>> Start Text section
Gym-MiniGrid/minigrid/envs/wfc/graphtransforms.py

from __future__ import annotations

from collections import OrderedDict, defaultdict
from dataclasses import dataclass
from itertools import product

import networkx as nx
import numpy as np

from minigrid.core.constants import COLOR_TO_IDX, IDX_TO_OBJECT, OBJECT_TO_IDX
from minigrid.minigrid_env import MiniGridEnv


@dataclass
class EdgeDescriptor:
    between: tuple[str, str] | tuple[str]
    structure: str | None = None


# This is maybe general enough to be in utils
class GraphTransforms:
    OBJECT_TO_DENSE_GRAPH_ATTRIBUTE = {
        "empty": ("navigable", "empty"),
        "start": ("navigable", "start"),
        "agent": ("navigable", "start"),
        "goal": ("navigable", "goal"),
        "moss": ("navigable", "moss"),
        "wall": ("non_navigable", "wall"),
        "lava": ("non_navigable", "lava"),
    }

    DENSE_GRAPH_ATTRIBUTE_TO_OBJECT = {
        "empty": "empty",
        "start": "start",
        "goal": "goal",
        "moss": "moss",
        "wall": "wall",
        "lava": "lava",
        "navigable": None,
        "non_navigable": None,
    }

    MINIGRID_COLOR_CONFIG = {
        "empty": None,
        "wall": "grey",
        "agent": "blue",
        "goal": "green",
        "lava": "red",
        "moss": "purple",
    }

    @staticmethod
    def minigrid_to_bitmap(grids):

        layout = grids[..., 0]
        bitmap = np.zeros_like(layout)
        bitmap[layout == 2] = 1
        bitmap = list(bitmap)

        start_pos_id = np.where(layout == 10)
        goal_pos_id = np.where(layout == 8)

        start_pos = []
        goal_pos = []
        for i in range(len(bitmap)):
            bitmap[i] = bitmap[i][1:-1, 1:-1]
            start_pos.append(np.array([start_pos_id[2][i], start_pos_id[1][i]]))
            goal_pos.append(np.array([goal_pos_id[2][i], goal_pos_id[1][i]]))

        return bitmap, start_pos, goal_pos

    @staticmethod
    def minigrid_to_dense_graph(
        minigrids: np.ndarray | list[MiniGridEnv],
        node_attr=None,
        edge_config=None,
    ) -> list[nx.Graph]:
        if isinstance(minigrids[0], np.ndarray):
            minigrids = np.array(minigrids)
>> End Text section
* Short task A: Render the records starting at the line that contains "Would you mind pointing out the shutter handle" and ending at the line that contains "Would you mind pointing out the window" as a numbered list, omitting any blank lines.
The records that follow have no connection to the source file above.
>> Start Supplied data
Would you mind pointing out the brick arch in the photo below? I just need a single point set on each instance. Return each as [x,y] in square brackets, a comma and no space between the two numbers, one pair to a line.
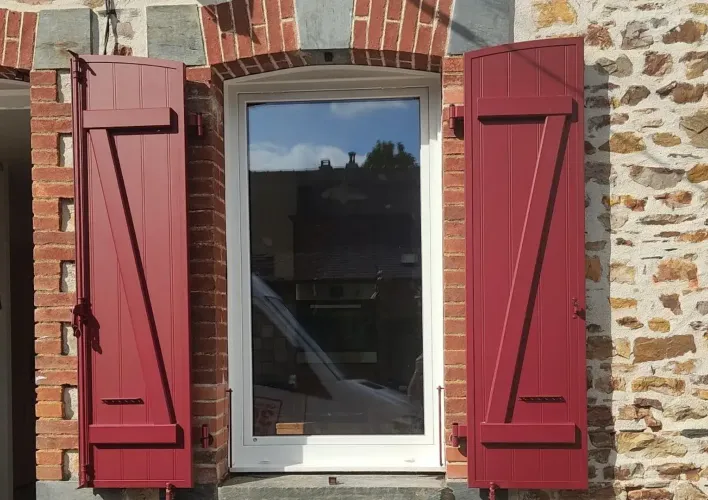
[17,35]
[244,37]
>> End Supplied data
>> Start Supplied data
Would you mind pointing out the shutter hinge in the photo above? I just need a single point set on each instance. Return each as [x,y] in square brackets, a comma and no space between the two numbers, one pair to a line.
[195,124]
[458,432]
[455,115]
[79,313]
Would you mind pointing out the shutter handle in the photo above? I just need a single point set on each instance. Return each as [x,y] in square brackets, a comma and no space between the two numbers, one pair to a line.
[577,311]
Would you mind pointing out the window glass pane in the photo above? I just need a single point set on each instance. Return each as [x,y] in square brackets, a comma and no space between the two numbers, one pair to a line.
>> End Supplied data
* Short task B: In the graph transforms source file, which color does MINIGRID_COLOR_CONFIG assign to "moss"?

* Task output A:
1. Would you mind pointing out the shutter handle in the photo above? I just need a single point set on each instance. Return each as [x,y] in square brackets, a comma and no space between the two numbers, one pair to a line.
2. [577,311]
3. Would you mind pointing out the window glass pane in the photo above? I just need a single point set on each instance. Return each as [x,y] in square brackets, a comma and no space between the two numbers, one pair to a line.

* Task output B: Purple.